What needs to be done — Set down every record below exactly as written, but leave out the pictures.
------------------------------------------------------------
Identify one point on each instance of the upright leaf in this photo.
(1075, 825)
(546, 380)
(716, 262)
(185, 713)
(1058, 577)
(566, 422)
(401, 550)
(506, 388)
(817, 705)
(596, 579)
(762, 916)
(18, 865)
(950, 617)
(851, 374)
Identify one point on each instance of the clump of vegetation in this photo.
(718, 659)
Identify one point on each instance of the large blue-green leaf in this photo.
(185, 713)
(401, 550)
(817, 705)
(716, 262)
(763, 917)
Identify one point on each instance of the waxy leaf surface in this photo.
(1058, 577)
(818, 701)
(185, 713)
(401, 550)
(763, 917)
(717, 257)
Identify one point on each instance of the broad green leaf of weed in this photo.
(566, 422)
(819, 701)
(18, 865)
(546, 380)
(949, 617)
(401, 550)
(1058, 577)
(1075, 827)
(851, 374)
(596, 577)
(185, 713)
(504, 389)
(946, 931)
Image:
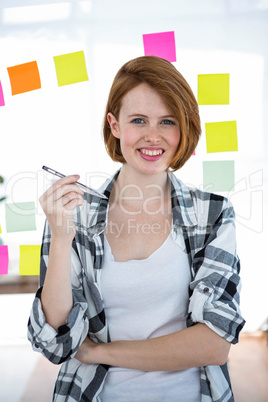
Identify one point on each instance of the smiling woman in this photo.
(147, 311)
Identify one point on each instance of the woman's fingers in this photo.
(60, 188)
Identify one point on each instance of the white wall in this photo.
(61, 126)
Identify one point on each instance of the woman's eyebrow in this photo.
(144, 115)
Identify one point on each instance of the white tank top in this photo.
(145, 299)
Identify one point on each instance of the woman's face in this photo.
(148, 131)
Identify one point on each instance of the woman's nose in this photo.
(152, 135)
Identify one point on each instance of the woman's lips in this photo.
(151, 154)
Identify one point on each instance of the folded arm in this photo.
(192, 347)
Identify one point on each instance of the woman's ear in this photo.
(114, 125)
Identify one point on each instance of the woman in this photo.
(139, 293)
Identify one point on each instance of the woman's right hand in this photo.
(58, 204)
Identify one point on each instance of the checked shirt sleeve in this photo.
(216, 285)
(58, 346)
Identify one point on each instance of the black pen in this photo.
(88, 189)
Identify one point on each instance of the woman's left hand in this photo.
(84, 353)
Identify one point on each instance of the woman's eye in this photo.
(168, 122)
(138, 121)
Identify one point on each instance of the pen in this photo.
(88, 189)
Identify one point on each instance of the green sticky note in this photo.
(213, 89)
(218, 176)
(70, 68)
(30, 260)
(20, 216)
(221, 136)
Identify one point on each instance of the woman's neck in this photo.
(132, 189)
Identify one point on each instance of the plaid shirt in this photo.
(203, 225)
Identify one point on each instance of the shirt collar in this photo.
(182, 203)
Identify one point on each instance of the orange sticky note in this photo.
(24, 77)
(30, 260)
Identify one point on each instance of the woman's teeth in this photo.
(151, 152)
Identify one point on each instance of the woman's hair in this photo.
(165, 79)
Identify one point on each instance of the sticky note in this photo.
(221, 136)
(70, 68)
(213, 89)
(3, 260)
(218, 176)
(20, 216)
(24, 77)
(2, 101)
(160, 44)
(30, 260)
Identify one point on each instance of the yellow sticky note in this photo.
(71, 68)
(221, 136)
(213, 89)
(30, 260)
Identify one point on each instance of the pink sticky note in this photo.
(3, 260)
(160, 44)
(2, 101)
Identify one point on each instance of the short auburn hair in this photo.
(176, 93)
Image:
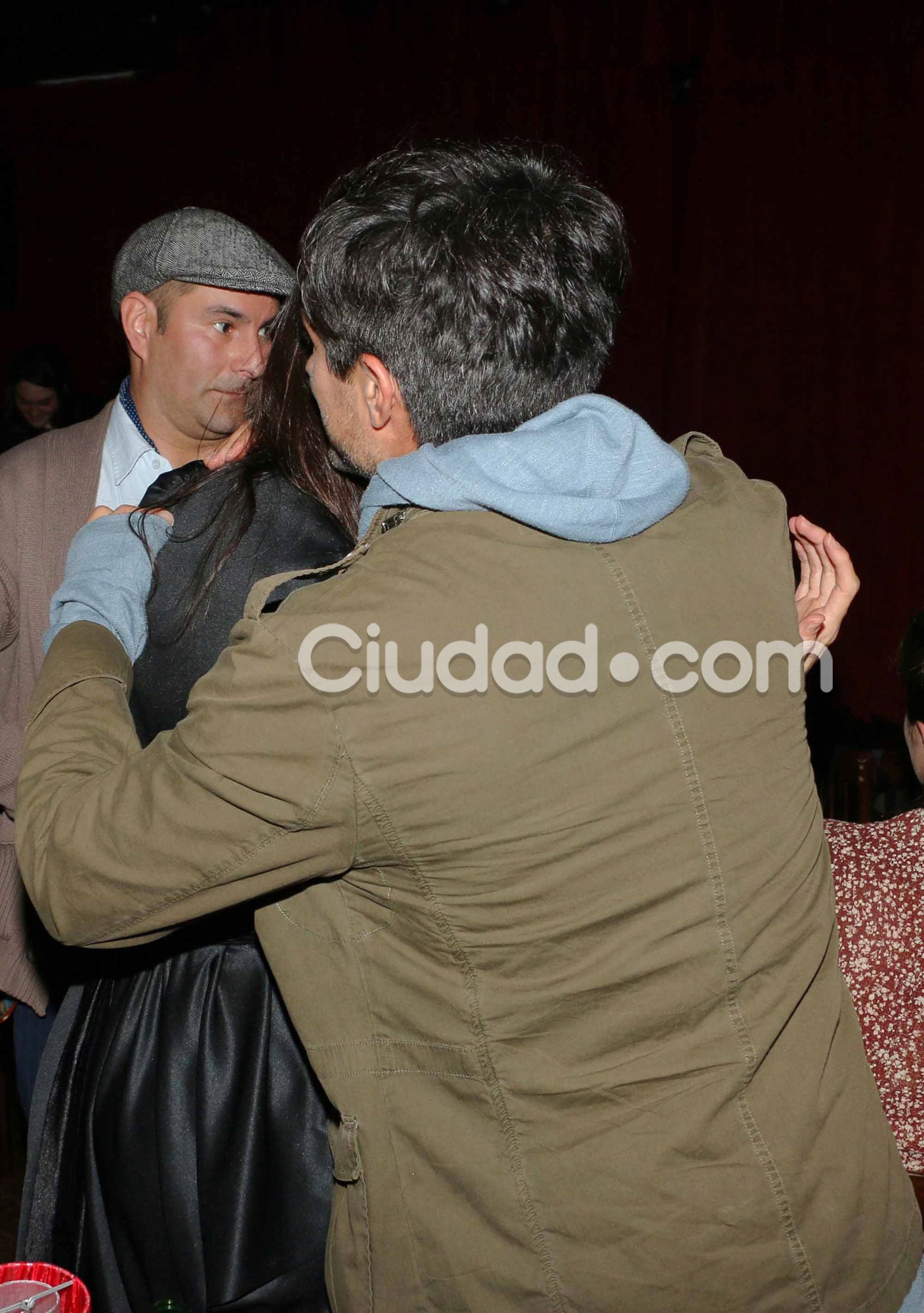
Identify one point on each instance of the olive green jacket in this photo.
(566, 963)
------------------------------------------------------------
Answer space —
Identify one point on each instance of the upright leaf in this photo.
(1075, 825)
(546, 380)
(716, 262)
(185, 713)
(1058, 577)
(566, 422)
(401, 550)
(506, 388)
(817, 705)
(596, 579)
(762, 916)
(18, 865)
(950, 617)
(851, 374)
Identify one point on each instance of the clump of vegetation in this photo.
(718, 659)
Identify one point on each instance of the large blue-green leaf in this photo.
(185, 713)
(401, 550)
(817, 705)
(716, 262)
(763, 917)
Identify one point on each instance of the waxy leaf surface in this photo.
(1058, 577)
(818, 701)
(185, 713)
(401, 550)
(763, 917)
(717, 257)
Identify one point on each instance of the broad green leaf of weed in this photo.
(566, 422)
(819, 701)
(18, 865)
(546, 380)
(949, 617)
(401, 550)
(1058, 577)
(1075, 827)
(851, 374)
(596, 577)
(185, 713)
(504, 389)
(946, 931)
Image:
Identify one point on each instance of the smiling woman in this photo.
(147, 311)
Identify one point on each instance of the woman's fingers in this photo.
(60, 188)
Identify one point on each instance of the white wall in this photo.
(61, 126)
Identify one point on each instance of the woman's eyebrow in this photo.
(144, 115)
Identify one point on each instance of the white tank top in this photo.
(145, 299)
Identify one point on each instance of the woman's face in this photo.
(148, 131)
Identify one point on each instance of the woman's nose in this photo.
(152, 135)
Identify one point on each instance of the woman's lips in this photo.
(151, 154)
Identify one point on each instance of the folded arm in this photo.
(192, 347)
Identify one point on each instance of the woman's ear in this photo.
(114, 125)
Identify one point on each instance of the woman in this photo.
(139, 293)
Identify one point on each instance of the woman's right hand in this photo.
(58, 204)
Identify one point on each instance of the checked shirt sleeve in this photo.
(216, 285)
(58, 346)
Identify one point on each instance of the black pen in this photo.
(88, 189)
Identify one point on each instance of the woman's left hand in this photo.
(84, 353)
Identify one point on each instance of the woman's eye in this photo.
(168, 122)
(138, 121)
Identify one point on each instance of the pen in this photo.
(88, 189)
Identify one point on each instance of the green sticky note in this photo.
(213, 89)
(218, 176)
(70, 68)
(30, 260)
(20, 216)
(221, 136)
Identify one point on each instance of the woman's neck in this photo.
(132, 189)
Identify one point on each instance of the plaid shirt in this photo.
(203, 225)
Identify one point on each instance of the shirt collar in this photo.
(182, 203)
Identify one point on each instance of the orange sticky note in this photo.
(24, 77)
(30, 260)
Identify one point on each instance of the woman's teeth in this photo.
(151, 152)
Identify one point on each instance of the woman's hair in this photo.
(165, 79)
Identify one point on each instance of the sticky note in this photo.
(221, 136)
(70, 68)
(213, 89)
(3, 260)
(218, 176)
(20, 216)
(24, 77)
(2, 101)
(160, 44)
(30, 260)
Identify one point on each instance of the yellow sticky note in this photo.
(71, 68)
(221, 136)
(213, 89)
(30, 260)
Identify one point on each instance of the pink sticky note in this photo.
(3, 260)
(160, 44)
(2, 101)
Identify one point on each instance of the short auburn hair in this photo.
(176, 93)
Image:
Identify one point on each instance of the olive green jacket in this photo.
(566, 963)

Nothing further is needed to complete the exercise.